Assignment: Edit the items from the first line through the line containing "positive clicks: (1030, 513) (1018, 510)" so that "rough mask" becomes "coarse mask", and leave everything else unchanged.

Records for the exercise:
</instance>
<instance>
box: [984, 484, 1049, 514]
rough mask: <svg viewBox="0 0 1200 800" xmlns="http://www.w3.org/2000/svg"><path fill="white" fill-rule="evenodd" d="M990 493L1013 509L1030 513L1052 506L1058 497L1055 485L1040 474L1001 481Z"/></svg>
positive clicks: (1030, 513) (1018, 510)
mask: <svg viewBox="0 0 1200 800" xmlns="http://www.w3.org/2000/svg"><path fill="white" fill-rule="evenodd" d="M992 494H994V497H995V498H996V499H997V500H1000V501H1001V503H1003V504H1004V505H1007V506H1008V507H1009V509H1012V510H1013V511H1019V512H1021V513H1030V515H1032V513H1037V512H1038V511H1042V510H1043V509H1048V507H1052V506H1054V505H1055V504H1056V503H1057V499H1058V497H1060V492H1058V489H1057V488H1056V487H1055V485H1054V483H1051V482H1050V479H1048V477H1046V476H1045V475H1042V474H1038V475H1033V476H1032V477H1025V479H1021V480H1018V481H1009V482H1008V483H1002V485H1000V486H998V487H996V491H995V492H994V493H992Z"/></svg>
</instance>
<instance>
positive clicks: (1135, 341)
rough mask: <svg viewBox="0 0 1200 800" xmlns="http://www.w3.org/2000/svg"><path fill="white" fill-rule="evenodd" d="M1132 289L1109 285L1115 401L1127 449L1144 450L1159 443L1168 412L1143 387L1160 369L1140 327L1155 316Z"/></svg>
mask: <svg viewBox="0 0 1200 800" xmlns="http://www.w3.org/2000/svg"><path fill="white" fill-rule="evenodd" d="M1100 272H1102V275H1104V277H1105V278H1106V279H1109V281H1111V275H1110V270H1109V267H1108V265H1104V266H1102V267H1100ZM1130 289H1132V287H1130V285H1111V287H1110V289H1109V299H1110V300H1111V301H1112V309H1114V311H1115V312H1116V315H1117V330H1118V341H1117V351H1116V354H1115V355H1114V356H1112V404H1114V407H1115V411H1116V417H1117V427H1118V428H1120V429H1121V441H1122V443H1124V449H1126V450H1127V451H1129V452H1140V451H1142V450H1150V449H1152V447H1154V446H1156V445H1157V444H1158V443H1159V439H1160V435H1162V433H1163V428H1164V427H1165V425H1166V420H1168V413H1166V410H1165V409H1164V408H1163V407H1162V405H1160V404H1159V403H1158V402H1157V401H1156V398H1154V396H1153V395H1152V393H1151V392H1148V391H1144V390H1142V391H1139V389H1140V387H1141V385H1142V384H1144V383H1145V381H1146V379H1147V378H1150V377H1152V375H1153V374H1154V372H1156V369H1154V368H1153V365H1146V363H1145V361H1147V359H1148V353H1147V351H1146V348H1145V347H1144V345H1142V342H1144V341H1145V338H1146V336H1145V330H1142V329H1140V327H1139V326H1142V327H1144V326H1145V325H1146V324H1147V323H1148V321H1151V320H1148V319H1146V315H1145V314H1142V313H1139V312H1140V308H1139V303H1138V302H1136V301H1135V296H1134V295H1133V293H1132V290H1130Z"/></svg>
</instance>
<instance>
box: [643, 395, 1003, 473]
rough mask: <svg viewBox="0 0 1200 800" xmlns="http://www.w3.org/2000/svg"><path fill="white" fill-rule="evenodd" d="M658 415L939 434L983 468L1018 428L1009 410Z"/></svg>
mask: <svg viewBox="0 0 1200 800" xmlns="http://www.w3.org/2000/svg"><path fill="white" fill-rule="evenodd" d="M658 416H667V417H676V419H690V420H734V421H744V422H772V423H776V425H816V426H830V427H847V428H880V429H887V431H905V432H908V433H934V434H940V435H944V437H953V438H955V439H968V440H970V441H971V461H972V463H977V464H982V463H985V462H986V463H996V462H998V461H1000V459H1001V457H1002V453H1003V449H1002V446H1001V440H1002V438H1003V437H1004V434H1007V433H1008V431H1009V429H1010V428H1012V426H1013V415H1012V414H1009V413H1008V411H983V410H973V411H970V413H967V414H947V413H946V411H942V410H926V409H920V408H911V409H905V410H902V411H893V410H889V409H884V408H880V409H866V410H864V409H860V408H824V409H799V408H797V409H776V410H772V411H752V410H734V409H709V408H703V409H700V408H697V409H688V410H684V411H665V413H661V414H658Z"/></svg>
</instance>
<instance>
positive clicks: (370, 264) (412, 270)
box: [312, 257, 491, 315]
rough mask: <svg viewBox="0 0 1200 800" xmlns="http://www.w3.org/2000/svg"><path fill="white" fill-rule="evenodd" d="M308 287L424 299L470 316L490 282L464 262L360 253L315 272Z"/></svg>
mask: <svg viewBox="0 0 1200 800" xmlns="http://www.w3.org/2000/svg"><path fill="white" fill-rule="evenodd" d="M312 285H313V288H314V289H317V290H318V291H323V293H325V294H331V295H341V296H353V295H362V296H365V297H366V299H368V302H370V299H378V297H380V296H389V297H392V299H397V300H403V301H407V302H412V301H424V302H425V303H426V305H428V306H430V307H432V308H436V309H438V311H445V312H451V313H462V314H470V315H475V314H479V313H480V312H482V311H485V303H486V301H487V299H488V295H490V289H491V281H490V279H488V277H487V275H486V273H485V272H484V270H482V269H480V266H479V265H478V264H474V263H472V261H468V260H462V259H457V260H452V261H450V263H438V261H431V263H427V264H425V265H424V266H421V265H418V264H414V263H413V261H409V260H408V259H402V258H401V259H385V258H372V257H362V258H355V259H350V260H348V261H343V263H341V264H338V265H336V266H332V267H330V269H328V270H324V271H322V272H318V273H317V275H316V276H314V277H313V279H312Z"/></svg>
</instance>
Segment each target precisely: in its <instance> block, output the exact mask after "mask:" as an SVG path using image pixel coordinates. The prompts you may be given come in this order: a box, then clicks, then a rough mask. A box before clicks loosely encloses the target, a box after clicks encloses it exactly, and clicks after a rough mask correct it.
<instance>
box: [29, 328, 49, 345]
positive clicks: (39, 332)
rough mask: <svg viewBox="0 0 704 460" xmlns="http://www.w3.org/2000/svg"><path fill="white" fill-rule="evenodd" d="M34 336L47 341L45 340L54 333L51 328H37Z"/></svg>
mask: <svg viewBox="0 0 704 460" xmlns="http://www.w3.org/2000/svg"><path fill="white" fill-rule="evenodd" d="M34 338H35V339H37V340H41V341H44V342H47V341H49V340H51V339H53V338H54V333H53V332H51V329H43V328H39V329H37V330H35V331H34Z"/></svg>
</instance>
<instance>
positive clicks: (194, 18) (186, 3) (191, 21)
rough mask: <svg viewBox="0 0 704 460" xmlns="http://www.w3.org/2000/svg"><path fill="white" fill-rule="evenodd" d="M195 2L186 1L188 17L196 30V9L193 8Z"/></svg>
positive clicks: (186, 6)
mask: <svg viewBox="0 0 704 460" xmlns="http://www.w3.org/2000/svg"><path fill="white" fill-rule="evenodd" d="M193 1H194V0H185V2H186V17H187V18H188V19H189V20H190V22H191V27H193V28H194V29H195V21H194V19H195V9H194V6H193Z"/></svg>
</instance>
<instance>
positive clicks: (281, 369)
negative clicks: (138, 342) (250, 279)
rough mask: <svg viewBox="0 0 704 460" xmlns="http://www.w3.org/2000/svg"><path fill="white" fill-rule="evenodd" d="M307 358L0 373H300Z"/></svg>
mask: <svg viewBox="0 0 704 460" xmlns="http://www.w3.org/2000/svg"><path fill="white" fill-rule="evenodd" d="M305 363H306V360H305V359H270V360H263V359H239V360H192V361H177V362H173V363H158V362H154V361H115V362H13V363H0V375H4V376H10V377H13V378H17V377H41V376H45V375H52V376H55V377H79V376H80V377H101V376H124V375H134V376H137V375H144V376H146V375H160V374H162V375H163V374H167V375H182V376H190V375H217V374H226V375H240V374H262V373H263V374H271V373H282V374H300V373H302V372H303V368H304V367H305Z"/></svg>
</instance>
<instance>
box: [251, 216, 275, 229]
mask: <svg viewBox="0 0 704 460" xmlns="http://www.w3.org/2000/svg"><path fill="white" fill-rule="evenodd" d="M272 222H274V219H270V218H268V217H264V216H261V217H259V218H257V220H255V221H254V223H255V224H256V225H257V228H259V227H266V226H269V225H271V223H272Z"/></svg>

Reply:
</instance>
<instance>
box: [984, 484, 1049, 514]
coarse mask: <svg viewBox="0 0 1200 800" xmlns="http://www.w3.org/2000/svg"><path fill="white" fill-rule="evenodd" d="M990 493L1013 509L1030 513L1052 506L1058 497L1055 485L1040 474L1001 481Z"/></svg>
positive clicks: (1030, 513) (1018, 510)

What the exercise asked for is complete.